Task item →
Needed from the data below: every line from the one with "Target: spoked wheel" up to and including the one with "Target: man wearing bowler hat", repeated exactly and with nothing else.

Source data →
···

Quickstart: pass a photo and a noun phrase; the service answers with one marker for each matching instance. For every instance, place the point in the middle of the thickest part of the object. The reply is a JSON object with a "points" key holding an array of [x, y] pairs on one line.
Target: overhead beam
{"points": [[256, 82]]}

···

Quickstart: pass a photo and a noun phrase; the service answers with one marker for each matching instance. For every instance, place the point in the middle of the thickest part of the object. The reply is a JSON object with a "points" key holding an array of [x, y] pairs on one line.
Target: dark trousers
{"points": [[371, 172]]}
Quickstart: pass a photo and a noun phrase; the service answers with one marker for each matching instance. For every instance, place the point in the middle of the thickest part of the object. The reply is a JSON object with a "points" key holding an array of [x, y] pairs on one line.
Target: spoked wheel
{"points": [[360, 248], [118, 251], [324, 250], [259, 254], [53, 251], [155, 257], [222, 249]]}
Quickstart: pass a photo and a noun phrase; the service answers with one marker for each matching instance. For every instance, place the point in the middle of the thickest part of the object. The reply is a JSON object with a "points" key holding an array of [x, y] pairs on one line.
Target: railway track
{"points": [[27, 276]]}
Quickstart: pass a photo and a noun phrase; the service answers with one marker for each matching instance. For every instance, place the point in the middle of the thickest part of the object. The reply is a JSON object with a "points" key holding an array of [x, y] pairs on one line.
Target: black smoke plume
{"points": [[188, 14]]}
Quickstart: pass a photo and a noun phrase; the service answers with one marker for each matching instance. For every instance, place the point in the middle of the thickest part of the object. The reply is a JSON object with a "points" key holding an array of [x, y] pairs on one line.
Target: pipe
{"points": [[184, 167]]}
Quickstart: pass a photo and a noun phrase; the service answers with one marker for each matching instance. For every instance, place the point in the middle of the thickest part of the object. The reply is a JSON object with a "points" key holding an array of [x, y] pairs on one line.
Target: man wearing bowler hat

···

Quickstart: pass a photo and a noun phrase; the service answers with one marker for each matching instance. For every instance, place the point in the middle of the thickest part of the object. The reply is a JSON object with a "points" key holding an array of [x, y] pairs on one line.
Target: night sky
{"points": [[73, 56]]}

···

Solution →
Target: spoked wheel
{"points": [[360, 248], [118, 251], [324, 250], [259, 254], [53, 251], [155, 257], [222, 249]]}
Quickstart: pass a photo and a noun phrase; the service answers with one marker for each matching instance. For every instance, place the point in the middle of the thickest part of the object. The reply is a JSON object with a "points" key holding an array of [x, y] pairs on one line.
Target: railway track
{"points": [[27, 276]]}
Quickstart: pass a photo and a noun phrase; the service answers with one marker for each matching instance. For every instance, place the point in the middle of the thickest part of the object. The reply is a JSON object with a "points" key holding an array of [x, y] pairs on one line.
Target: black smoke plume
{"points": [[188, 14]]}
Quickstart: pass a photo and a noun phrase; the service answers with one marker for each matching instance. For every instance, place the point in the middle of the thickest part of the object. The reply is a JSON object with a "points" key holding an array of [x, y] pairs on one line.
Target: pipe
{"points": [[184, 167]]}
Quickstart: pass a photo and a noun phrase; the service answers with one marker for each matching instance. For every instance, place the point in the middle of the thickest part of the object. The reply is a JSON object with a "points" key holding an array of [x, y] pairs on one line.
Target: man wearing bowler hat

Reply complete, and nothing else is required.